A Stimulating Approach to Parkinson’s

Winter 2013

Sridevi-Sarma
A TRANSFORMATIVE APPROACH: Sridevi Sarma has earned top honors from the NSF for her work in deep brain stimulation. (Photo by Will Kirk)

Sridevi V. Sarma, an assistant professor of biomedical engineering, has received the highest U.S. honor bestowed upon early-stage researchers for her work using electrical engineering and computer science tools to develop treatments for debilitating brain disorders such as Parkinson’s disease and epilepsy.

Sarma was selected to receive a Presidential Early Career Award for Scientists and Engineers (PECASE) by the National Science Foundation for her “transformative approach to design and control of electrical deep brain stimulation for the treatment of Parkinson’s disease.”

Says Sarma, “Researchers such as myself, trained in control theory, look at complex systems. I apply this to the study of the brain. I want to use control theory A Stimulating Approach to Parkinson’s tools to better understand the brain’s neural circuitry in the hopes of finding new treatments for disorders and disease.”

In addition to working on deep brain stimulation, Sarma is collaborating with Johns Hopkins School of Medicine epilepsy experts to improve anti-seizure technology with the goal of developing new early warning systems for seizures that could lead to reducing unneeded treatments.

Sarma earned a bachelor’s degree from Cornell University in electrical engineering, then master’s and doctoral degrees at MIT, both in electrical engineering and computer science.

During her doctoral studies, however, she pursued a minor in neuroscience. For a class, she conducted a case study of her aunt, who had developed Parkinson’s disease at age 29 and had trouble managing it with medication. The experience had a profound impact on her. “I wanted to understand the neurobiological circuitry of this disease,” she says. Sarma began to focus on deep brain stimulation— the use of electric pulses to treat brain disorders such as Parkinson’s and epilepsy.

She completed a postdoctoral fellowship in MIT’s Brain and Cognitive Sciences Department and became a neuroscience research associate with Massachusetts General Hospital and Harvard Medical School. She joined BME, shared by the engineering and medical schools, in 2009. She is a core faculty member in the Institute for Computational Medicine, and in 2011, she received an NSF Faculty Early Career Development Award.

SOURCE MATERIAL:

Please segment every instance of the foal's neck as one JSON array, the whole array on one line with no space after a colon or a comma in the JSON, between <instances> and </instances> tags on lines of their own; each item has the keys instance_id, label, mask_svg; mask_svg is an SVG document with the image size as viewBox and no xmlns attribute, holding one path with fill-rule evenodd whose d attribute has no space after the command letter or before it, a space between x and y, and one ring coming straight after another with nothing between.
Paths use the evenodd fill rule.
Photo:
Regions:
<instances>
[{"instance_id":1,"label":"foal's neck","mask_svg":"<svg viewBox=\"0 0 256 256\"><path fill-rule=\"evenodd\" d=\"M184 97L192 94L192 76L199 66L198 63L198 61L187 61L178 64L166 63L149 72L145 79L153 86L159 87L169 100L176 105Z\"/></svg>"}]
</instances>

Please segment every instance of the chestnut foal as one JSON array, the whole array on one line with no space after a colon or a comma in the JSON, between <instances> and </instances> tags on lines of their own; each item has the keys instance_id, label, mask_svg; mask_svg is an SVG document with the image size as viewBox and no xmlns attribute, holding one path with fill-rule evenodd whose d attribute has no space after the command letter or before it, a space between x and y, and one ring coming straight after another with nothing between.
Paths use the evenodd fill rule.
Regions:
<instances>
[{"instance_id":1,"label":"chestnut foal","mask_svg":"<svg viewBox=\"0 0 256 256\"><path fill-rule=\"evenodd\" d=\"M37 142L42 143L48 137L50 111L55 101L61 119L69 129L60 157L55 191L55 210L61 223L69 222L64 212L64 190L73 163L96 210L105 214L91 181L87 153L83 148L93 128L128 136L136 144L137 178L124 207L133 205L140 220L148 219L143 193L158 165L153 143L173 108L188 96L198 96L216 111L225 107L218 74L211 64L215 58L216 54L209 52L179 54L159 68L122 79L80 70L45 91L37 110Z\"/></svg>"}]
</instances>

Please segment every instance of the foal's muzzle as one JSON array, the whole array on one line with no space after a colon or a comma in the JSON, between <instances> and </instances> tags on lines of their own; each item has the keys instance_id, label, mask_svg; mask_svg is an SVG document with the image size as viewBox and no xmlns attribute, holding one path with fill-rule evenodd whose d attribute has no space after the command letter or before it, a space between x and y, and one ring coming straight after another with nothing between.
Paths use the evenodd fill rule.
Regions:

PROBLEMS TO WORK ON:
1. From the article about Sarma's Parkinson's research, print the passage starting at "Winter 2013" and ending at "disease and epilepsy.".
2. Answer these from the article about Sarma's Parkinson's research:
(a) Which university granted Sarma her bachelor's degree?
(b) At what age did her aunt develop Parkinson's disease?
(c) In what year did Sarma join BME?

PROBLEM SOLUTIONS:
1.
Winter 2013

Sridevi-Sarma
A TRANSFORMATIVE APPROACH: Sridevi Sarma has earned top honors from the NSF for her work in deep brain stimulation. (Photo by Will Kirk)

Sridevi V. Sarma, an assistant professor of biomedical engineering, has received the highest U.S. honor bestowed upon early-stage researchers for her work using electrical engineering and computer science tools to develop treatments for debilitating brain disorders such as Parkinson’s disease and epilepsy.

2.
(a) Cornell University
(b) 29
(c) 2009